**Extracto de página**:
..............................

También encontré mi primera recopilación de cuentos de ficción que, afortunadamente, jamás se publicaron. Sin embargo, uno de esos relatos fue la semilla primigenia de mi novela erótica El juego del espejo, ése fue su sentido, y lo supe con posterioridad, pues escribí esa novela mucho tiempo después y se publicó casi 15 años más tarde. Y unas páginas de otra libreta de notas personales escritas en los ochenta fueron la chispa que dio origen a El hombre de los besos oceánicos, una novela romántica publicada en 1998.

Por lo general sé, cuando se me ocurre una idea, si será para un relato breve o para una novela, pero a veces me equivoco. Hay historias que me resultan engañosas en ese sentido, pero eso no lo sé hasta que me pongo a desarrollarlas. A veces me pregunto si cualquier cuento, desarrollado a lo largo y a lo ancho, es susceptible de convertirse en novela; o al contrario, si un argumento de novela puede reducirse y estrecharse hasta convertirse en un cuento. La teoría de la literatura está repleta de opiniones muy sesudas al respecto, pero yo creo que no son más que eso, teorías, y que la literatura es arte y no ciencia, y por tanto, las reglas y las definiciones que aprendí durante mis estudios de filología jamás me convencieron demasiado, y cada vez me parecen más discutibles.

..............................

**Listado de datos**:
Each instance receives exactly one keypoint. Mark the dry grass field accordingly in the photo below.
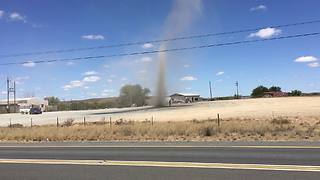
(260, 109)
(294, 118)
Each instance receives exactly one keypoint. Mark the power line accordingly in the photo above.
(162, 51)
(157, 41)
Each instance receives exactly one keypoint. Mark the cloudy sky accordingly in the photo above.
(36, 26)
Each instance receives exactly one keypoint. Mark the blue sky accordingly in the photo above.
(30, 26)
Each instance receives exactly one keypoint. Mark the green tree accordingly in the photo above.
(259, 91)
(275, 89)
(295, 93)
(133, 95)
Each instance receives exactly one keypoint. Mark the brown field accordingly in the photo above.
(260, 109)
(294, 118)
(277, 129)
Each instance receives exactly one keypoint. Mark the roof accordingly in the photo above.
(185, 94)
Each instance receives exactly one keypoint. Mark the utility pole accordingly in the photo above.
(14, 96)
(237, 86)
(8, 95)
(210, 90)
(11, 88)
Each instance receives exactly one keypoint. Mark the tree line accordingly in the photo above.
(130, 95)
(261, 91)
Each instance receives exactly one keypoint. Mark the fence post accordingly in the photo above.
(152, 120)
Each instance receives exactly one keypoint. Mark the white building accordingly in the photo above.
(26, 103)
(184, 98)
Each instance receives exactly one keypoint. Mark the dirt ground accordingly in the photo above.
(264, 108)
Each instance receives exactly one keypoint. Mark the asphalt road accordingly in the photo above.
(302, 154)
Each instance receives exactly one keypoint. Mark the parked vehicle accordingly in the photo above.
(35, 110)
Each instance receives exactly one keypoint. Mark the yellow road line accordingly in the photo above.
(269, 167)
(160, 146)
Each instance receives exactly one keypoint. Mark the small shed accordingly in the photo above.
(275, 94)
(184, 98)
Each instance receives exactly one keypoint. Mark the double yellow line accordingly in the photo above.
(165, 164)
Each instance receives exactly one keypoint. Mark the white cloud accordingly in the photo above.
(73, 84)
(147, 46)
(266, 33)
(306, 59)
(70, 63)
(259, 8)
(92, 94)
(76, 83)
(220, 73)
(20, 80)
(90, 73)
(142, 71)
(1, 13)
(29, 64)
(93, 37)
(188, 78)
(145, 59)
(17, 17)
(91, 79)
(314, 64)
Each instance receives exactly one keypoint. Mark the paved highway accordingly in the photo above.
(160, 161)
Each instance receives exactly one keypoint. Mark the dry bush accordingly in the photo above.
(280, 121)
(229, 129)
(68, 122)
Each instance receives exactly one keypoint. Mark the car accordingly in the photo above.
(35, 110)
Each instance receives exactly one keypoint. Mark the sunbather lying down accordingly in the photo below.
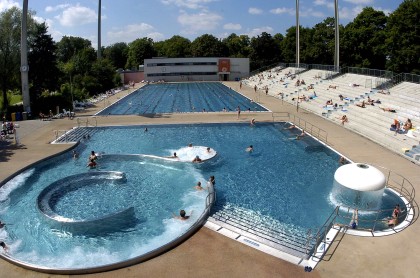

..............................

**Problema a resolver**: Reproduce completo el texto sobre cuentos y novelas, palabra por palabra y sin ningún cambio.

**Solución**:
También encontré mi primera recopilación de cuentos de ficción que, afortunadamente, jamás se publicaron. Sin embargo, uno de esos relatos fue la semilla primigenia de mi novela erótica El juego del espejo, ése fue su sentido, y lo supe con posterioridad, pues escribí esa novela mucho tiempo después y se publicó casi 15 años más tarde. Y unas páginas de otra libreta de notas personales escritas en los ochenta fueron la chispa que dio origen a El hombre de los besos oceánicos, una novela romántica publicada en 1998.

Por lo general sé, cuando se me ocurre una idea, si será para un relato breve o para una novela, pero a veces me equivoco. Hay historias que me resultan engañosas en ese sentido, pero eso no lo sé hasta que me pongo a desarrollarlas. A veces me pregunto si cualquier cuento, desarrollado a lo largo y a lo ancho, es susceptible de convertirse en novela; o al contrario, si un argumento de novela puede reducirse y estrecharse hasta convertirse en un cuento. La teoría de la literatura está repleta de opiniones muy sesudas al respecto, pero yo creo que no son más que eso, teorías, y que la literatura es arte y no ciencia, y por tanto, las reglas y las definiciones que aprendí durante mis estudios de filología jamás me convencieron demasiado, y cada vez me parecen más discutibles.